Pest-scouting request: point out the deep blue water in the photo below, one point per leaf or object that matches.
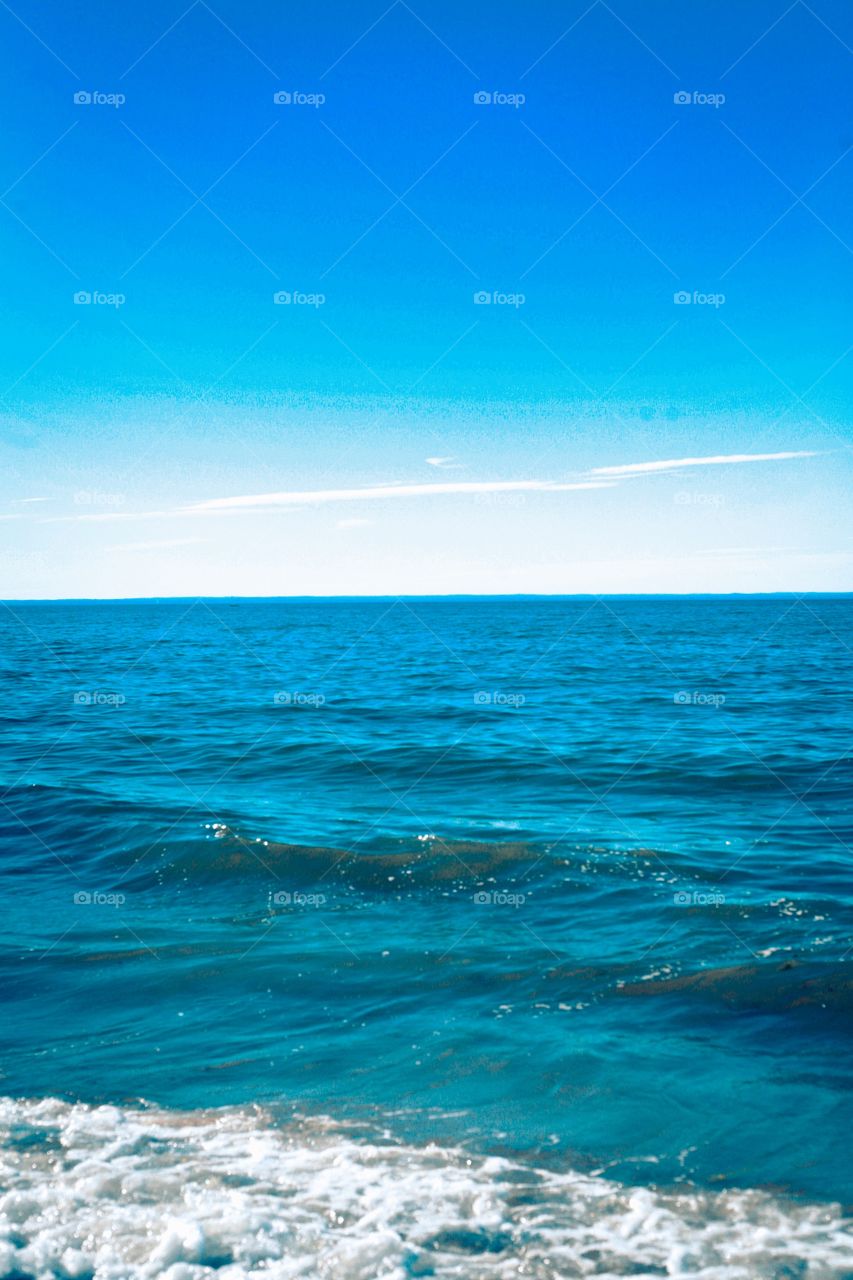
(624, 944)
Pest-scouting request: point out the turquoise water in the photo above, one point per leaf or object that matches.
(561, 881)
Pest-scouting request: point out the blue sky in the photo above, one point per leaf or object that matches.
(384, 429)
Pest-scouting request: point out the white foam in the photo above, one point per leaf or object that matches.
(135, 1194)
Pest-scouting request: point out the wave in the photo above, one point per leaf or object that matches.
(140, 1193)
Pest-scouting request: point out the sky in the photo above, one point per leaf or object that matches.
(425, 297)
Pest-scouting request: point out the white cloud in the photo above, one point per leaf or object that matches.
(447, 464)
(313, 497)
(630, 469)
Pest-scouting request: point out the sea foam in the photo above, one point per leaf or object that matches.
(112, 1193)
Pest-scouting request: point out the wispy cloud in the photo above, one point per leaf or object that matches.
(314, 497)
(634, 469)
(292, 499)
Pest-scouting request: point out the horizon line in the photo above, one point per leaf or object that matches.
(428, 595)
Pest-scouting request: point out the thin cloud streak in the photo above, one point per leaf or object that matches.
(629, 469)
(290, 499)
(310, 497)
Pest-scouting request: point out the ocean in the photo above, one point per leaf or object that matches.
(387, 938)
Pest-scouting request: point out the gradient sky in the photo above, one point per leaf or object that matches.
(400, 437)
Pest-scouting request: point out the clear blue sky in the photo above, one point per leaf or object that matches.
(450, 444)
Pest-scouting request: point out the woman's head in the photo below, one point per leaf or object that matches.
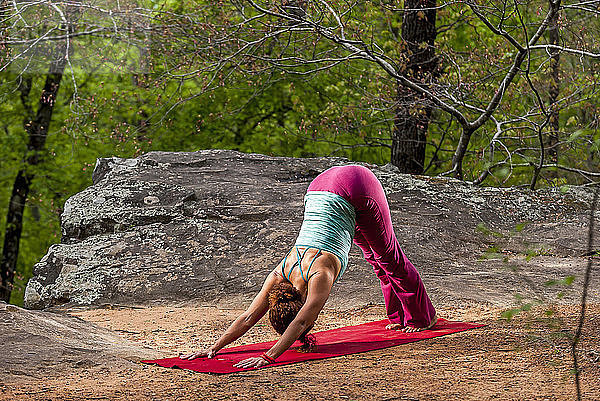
(284, 303)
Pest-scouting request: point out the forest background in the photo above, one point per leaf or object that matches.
(499, 93)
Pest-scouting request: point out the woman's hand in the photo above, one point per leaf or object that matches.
(200, 354)
(256, 362)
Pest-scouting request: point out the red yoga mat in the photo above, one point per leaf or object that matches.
(330, 343)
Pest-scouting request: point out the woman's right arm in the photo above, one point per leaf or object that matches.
(256, 310)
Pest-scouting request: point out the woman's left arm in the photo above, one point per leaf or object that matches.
(256, 310)
(319, 287)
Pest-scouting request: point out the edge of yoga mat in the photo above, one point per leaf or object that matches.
(330, 343)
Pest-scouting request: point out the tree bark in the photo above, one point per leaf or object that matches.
(553, 91)
(413, 111)
(36, 128)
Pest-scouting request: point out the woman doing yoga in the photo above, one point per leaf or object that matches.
(342, 203)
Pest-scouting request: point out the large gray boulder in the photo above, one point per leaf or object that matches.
(209, 225)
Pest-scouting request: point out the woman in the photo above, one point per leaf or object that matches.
(341, 204)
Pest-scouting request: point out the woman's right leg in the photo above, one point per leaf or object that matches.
(393, 305)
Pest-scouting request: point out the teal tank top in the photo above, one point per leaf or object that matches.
(328, 225)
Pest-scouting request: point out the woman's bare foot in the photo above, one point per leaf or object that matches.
(410, 329)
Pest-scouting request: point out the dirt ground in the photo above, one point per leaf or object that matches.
(526, 358)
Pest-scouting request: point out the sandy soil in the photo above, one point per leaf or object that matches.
(526, 358)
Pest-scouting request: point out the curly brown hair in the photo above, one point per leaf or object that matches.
(284, 303)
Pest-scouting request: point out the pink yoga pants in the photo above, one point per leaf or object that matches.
(406, 300)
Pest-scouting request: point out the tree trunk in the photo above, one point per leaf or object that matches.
(553, 91)
(37, 130)
(413, 111)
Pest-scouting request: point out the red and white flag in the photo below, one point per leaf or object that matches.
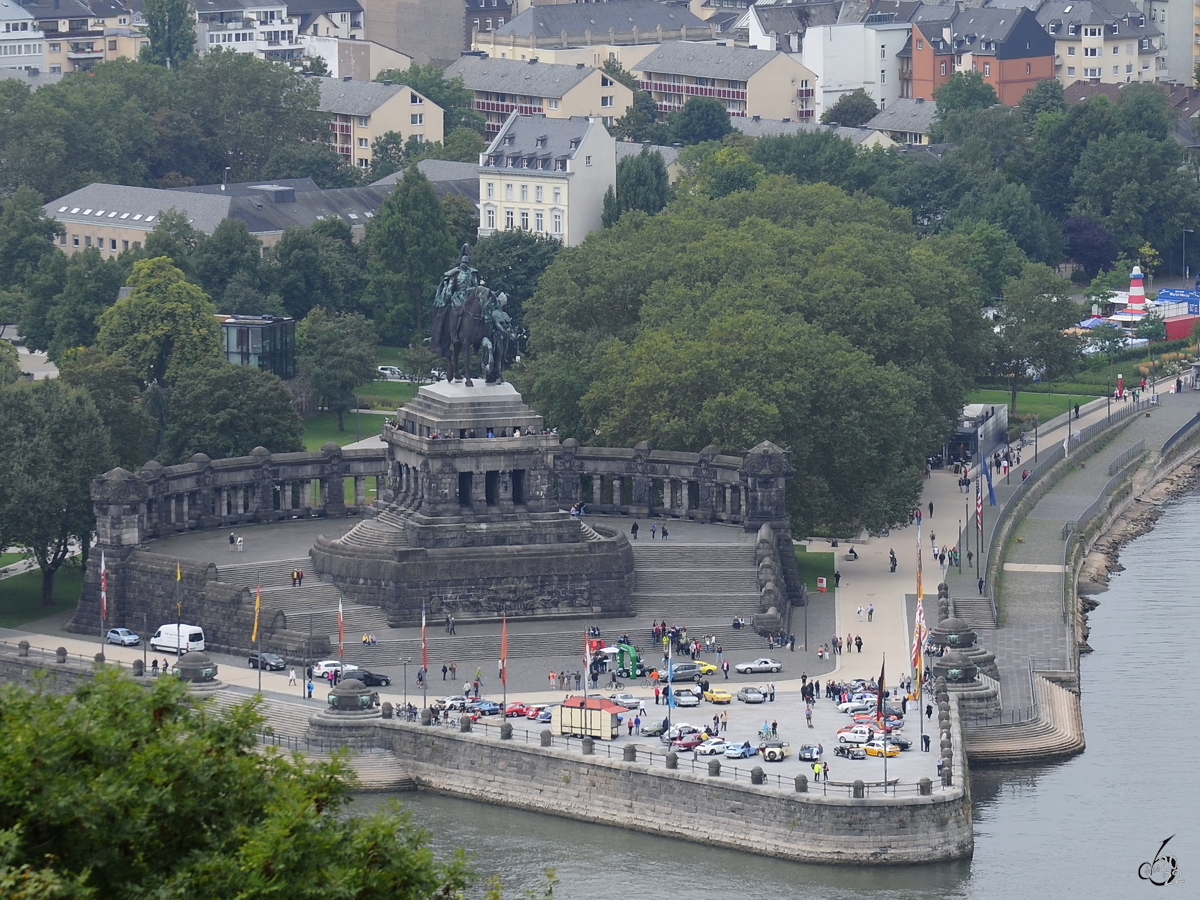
+ + + +
### Task directions
Switch "leaf or object" to "region or object" everywhere it appears in the items above, and write all the items out again with nothing else changed. Leave the pictures out.

### Task answer
Pest-scouting request: point out the deep blue water in the photo below, one point per region or object that matches.
(624, 944)
Pest-scouting request: point out the turquoise water in the photo above, one point per region or object that matches.
(561, 881)
Pest-scouting request: point out the blue sky in the photo above, one point per region or object that matches.
(384, 429)
Pest-scouting request: point out the white foam in the photo above, one point per region or object that matches.
(135, 1194)
Pest-scouting request: point out the wave in the photo above, one point per region or object that matches.
(140, 1193)
Pest-scouting request: point out the sky in the photo above, one point per region or object that matches.
(425, 297)
Pest-scouting request: point out the white cloud in the photo above, one point per region or object that matches.
(447, 464)
(313, 497)
(630, 469)
Pest-scouting request: point out the sea foam in the photo above, one point per region or object that matches.
(112, 1193)
Pest-scouting request: point out the wispy cloud in the photo above, one point per region or object that matches.
(314, 497)
(634, 469)
(292, 499)
Pest-scouting request: point out the horizon line in the photo above, one point per region or object that matches.
(428, 595)
Pest-scouting request: point out the thin cloud streak in the photo above, one point per region or object that matches.
(629, 469)
(290, 499)
(310, 497)
Pest-scouting request: point out the ocean in the photo above, one point per region or object that matches.
(387, 938)
Pest-scouting request: point out the gradient sky in the photo above, one point per region or object that matches.
(400, 437)
Pest-scouting request: point out the clear blue sky in the photo above, one point per region or object that matches.
(450, 444)
Pest-scouting request: point out the woman's head in the photo below, one point per region or object that matches.
(284, 303)
Pest-scouting request: point out the forest background in the photo above, one point per region or object that matches.
(499, 93)
Pest-scouting request: point out the woman's hand in the photo above, one point per region or object that matches.
(200, 354)
(256, 362)
Pest-scouting request: point out the red yoga mat in the photo above, one point per region or object that matches.
(330, 343)
Pest-scouting request: point out the woman's right arm in the photo above, one point per region or object that matches.
(256, 310)
Pest-scouting request: point out the woman's left arm in the photo above, one point per region or object that matches.
(256, 310)
(319, 287)
Pest-scouting request: point out the edge of yoga mat in the photo above, one point per region or object that matches.
(330, 343)
Pest-scouting request: point out the tree bark in the photo above, one point per region or object that matches.
(553, 91)
(413, 111)
(36, 128)
Pest-scouting request: point out the woman doing yoga in the photo above, one point per region or object that matches.
(342, 203)
Pest-scouting request: point out the large gray boulder in the photo above, one point per region or object that matches.
(209, 225)
Pest-scouting request: point out the woman in the photo above, one point per region or object that matches.
(341, 204)
Pest-scouting request: point out the woman's right leg in the photo above, one point per region or object that matches.
(393, 305)
Pest-scouting request: point out the teal tank top in the photo above, one point per region or object that matches.
(328, 225)
Pest-scouting request: point out the woman's bare foot in the photo above, one point per region or object that matches.
(410, 329)
Pest-scouting request: point out the dirt ground in the photo above, one point per region or object that matches.
(526, 358)
Pest-scouting request: point out the sandy soil in the photo above, one point per region or object that matches.
(526, 358)
Pest-scouting request: point out the curly brown hair in the photo above, one point per region or object that matches.
(284, 303)
Pest-scouting request: point out the pink yoga pants in the photo above, one point per region or object that matches.
(406, 300)
Pest-scouting request: point out the tree trunk in the photo above, one point per region or object that matches.
(553, 91)
(37, 130)
(413, 111)
Pest-scouting request: point out the red and white flag in the photo below, one point per region or object that matches.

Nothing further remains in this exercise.